» **Dataset items**:
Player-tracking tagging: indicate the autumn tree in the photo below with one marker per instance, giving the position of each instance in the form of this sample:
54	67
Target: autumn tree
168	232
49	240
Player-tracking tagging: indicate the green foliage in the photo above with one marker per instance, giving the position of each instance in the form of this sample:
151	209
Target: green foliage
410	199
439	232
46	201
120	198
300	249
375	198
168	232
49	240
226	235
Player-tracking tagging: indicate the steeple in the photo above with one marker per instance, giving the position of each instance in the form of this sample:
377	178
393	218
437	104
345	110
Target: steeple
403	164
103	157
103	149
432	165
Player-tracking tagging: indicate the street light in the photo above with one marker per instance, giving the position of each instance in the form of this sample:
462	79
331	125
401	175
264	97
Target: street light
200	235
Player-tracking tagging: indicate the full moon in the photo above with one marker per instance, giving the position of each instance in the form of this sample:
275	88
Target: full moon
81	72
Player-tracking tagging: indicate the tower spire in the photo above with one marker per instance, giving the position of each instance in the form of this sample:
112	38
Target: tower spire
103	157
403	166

» **EXERCISE DETAILS**: Copy each line above where "indicate" appears.

» **EXPECTED ANSWER**:
Player-tracking tagging: indicate the autumn tree in the photo below with one marker per instance, giving the position of each instance in the form of this sample:
Player-tracking tagging: indicate the green foliage in the photo above with one marker per instance, giving the position of each instance in the form of this sample:
Player-tracking tagging: indicate the steeple in the photo above with one marker per instance, giving the position of each instance in the form of this sample:
Player-tracking tagging: indicate the street light in the photo above with one marker per instance, giving the position of each instance in the form of this sample:
Player-tracking tagging: indicate the full moon in the photo above with one marker per instance, giving the position of each instance in the form of this sample:
Player-tracking tagging: indicate the tower spire in the photo above with one marker per instance, giving the position of each instance in the form of this sample:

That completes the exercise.